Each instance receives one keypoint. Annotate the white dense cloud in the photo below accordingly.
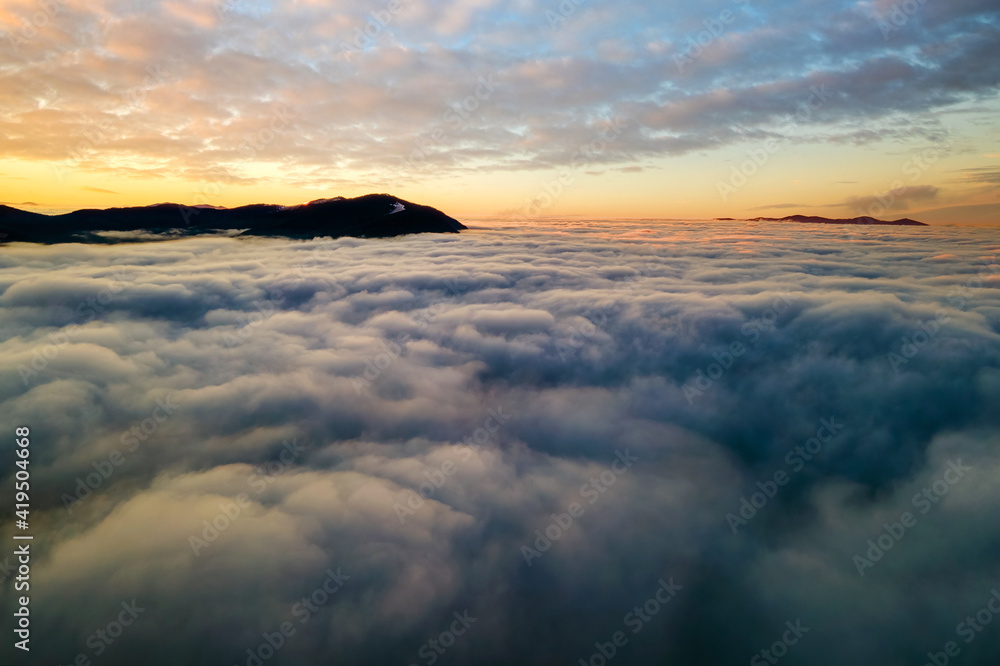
(651, 377)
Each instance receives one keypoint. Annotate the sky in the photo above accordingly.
(516, 108)
(222, 427)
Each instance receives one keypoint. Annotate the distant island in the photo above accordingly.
(369, 216)
(814, 219)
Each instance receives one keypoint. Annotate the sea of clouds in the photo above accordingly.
(633, 442)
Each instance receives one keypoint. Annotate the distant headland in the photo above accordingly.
(369, 216)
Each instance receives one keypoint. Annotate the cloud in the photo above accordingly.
(174, 90)
(414, 411)
(899, 198)
(985, 175)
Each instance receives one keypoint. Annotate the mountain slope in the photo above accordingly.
(371, 216)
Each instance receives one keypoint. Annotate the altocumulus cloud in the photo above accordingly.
(358, 110)
(587, 344)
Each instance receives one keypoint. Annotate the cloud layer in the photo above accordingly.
(530, 426)
(366, 93)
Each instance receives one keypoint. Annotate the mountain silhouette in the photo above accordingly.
(369, 216)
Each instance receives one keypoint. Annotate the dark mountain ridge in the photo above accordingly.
(369, 216)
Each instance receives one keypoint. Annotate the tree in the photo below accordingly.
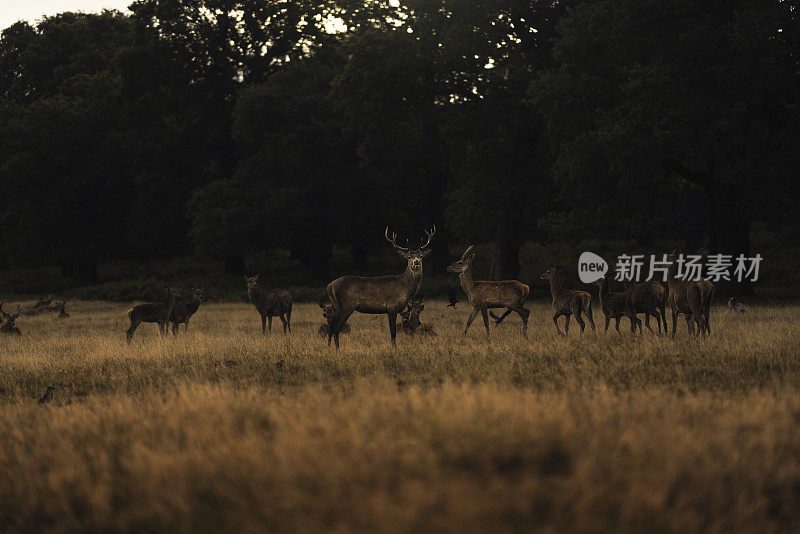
(652, 99)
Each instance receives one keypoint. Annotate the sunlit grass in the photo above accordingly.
(221, 428)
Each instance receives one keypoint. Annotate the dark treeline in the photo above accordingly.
(223, 128)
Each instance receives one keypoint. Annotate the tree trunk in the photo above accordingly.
(730, 234)
(505, 260)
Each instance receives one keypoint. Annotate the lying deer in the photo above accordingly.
(8, 327)
(568, 302)
(327, 313)
(615, 306)
(158, 313)
(486, 295)
(184, 309)
(411, 324)
(378, 294)
(270, 304)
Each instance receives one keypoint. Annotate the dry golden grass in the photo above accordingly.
(223, 429)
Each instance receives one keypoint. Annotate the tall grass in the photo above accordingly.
(223, 429)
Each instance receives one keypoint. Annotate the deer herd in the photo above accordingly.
(395, 295)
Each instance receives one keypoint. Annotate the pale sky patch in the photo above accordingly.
(32, 10)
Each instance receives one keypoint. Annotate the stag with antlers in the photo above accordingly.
(486, 295)
(378, 294)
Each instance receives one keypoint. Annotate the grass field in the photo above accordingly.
(223, 429)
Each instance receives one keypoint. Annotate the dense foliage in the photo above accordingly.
(228, 127)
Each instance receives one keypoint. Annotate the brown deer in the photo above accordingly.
(327, 313)
(684, 297)
(184, 309)
(378, 294)
(706, 296)
(411, 324)
(615, 306)
(270, 304)
(60, 308)
(486, 295)
(649, 298)
(568, 302)
(158, 313)
(8, 327)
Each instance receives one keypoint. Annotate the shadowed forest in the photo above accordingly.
(243, 133)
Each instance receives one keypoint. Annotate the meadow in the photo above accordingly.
(223, 429)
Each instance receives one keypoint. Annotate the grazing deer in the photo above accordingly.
(684, 297)
(649, 298)
(411, 324)
(270, 304)
(568, 302)
(615, 306)
(327, 313)
(184, 309)
(735, 306)
(486, 295)
(43, 302)
(158, 313)
(378, 294)
(8, 327)
(706, 296)
(62, 314)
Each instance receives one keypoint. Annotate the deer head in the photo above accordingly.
(551, 272)
(464, 263)
(414, 257)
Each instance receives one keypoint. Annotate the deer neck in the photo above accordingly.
(465, 277)
(413, 280)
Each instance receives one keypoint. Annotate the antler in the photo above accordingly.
(393, 241)
(430, 236)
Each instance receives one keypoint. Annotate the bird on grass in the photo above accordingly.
(48, 395)
(736, 306)
(452, 296)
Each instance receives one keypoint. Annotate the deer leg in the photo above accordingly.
(555, 322)
(646, 323)
(580, 320)
(471, 318)
(590, 316)
(283, 320)
(131, 330)
(392, 325)
(523, 314)
(674, 322)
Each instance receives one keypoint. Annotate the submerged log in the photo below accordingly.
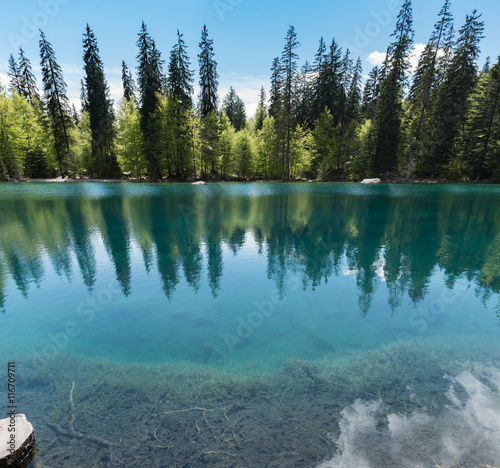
(17, 440)
(371, 181)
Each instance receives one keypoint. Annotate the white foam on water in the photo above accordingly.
(466, 433)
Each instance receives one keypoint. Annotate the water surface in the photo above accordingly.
(250, 281)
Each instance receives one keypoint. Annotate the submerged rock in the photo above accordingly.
(17, 439)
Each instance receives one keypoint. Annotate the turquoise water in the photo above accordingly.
(242, 278)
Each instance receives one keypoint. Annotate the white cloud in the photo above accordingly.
(376, 58)
(461, 432)
(415, 56)
(246, 86)
(4, 79)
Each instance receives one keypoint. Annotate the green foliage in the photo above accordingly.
(129, 139)
(244, 154)
(234, 108)
(319, 122)
(208, 76)
(57, 105)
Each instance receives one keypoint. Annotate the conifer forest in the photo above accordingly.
(323, 118)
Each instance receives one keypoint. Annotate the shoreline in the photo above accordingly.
(420, 181)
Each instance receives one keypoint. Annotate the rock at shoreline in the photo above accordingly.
(17, 450)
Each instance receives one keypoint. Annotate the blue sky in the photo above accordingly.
(247, 34)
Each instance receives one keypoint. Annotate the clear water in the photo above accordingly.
(240, 280)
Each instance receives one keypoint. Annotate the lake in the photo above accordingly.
(254, 324)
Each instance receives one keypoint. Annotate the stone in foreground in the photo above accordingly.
(16, 451)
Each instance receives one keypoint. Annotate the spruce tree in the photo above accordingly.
(388, 113)
(234, 108)
(100, 109)
(452, 99)
(208, 76)
(371, 92)
(331, 82)
(127, 82)
(150, 82)
(319, 85)
(15, 77)
(275, 95)
(27, 80)
(287, 119)
(483, 126)
(261, 113)
(304, 97)
(180, 76)
(426, 78)
(56, 103)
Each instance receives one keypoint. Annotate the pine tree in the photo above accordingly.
(234, 108)
(331, 83)
(288, 70)
(100, 109)
(208, 76)
(15, 76)
(484, 125)
(56, 103)
(275, 97)
(150, 81)
(127, 82)
(129, 138)
(319, 85)
(29, 89)
(244, 155)
(180, 76)
(387, 119)
(324, 144)
(261, 113)
(352, 112)
(304, 97)
(452, 99)
(371, 92)
(427, 77)
(209, 142)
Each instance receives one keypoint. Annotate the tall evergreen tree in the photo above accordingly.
(100, 109)
(208, 76)
(275, 95)
(304, 97)
(331, 82)
(234, 108)
(261, 113)
(387, 121)
(180, 76)
(56, 103)
(427, 77)
(15, 76)
(319, 85)
(27, 80)
(150, 81)
(127, 82)
(452, 99)
(287, 121)
(371, 92)
(483, 126)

▶ [Brief]: Can you rewrite the lines as a numbered list, starting at the line containing "Each instance receives one keypoint. Annotate the tall evergreen" and continuing through the final line, with any blank lines dropped?

▶ [Exercise answer]:
1. Each instance receives one keypoint. Annotate the tall evergreen tree in the photo above accordingly.
2. (100, 109)
3. (208, 76)
4. (275, 95)
5. (304, 97)
6. (331, 82)
7. (234, 108)
8. (261, 113)
9. (387, 121)
10. (180, 76)
11. (56, 103)
12. (427, 77)
13. (15, 76)
14. (319, 85)
15. (27, 80)
16. (150, 81)
17. (127, 82)
18. (452, 99)
19. (287, 121)
20. (371, 92)
21. (483, 126)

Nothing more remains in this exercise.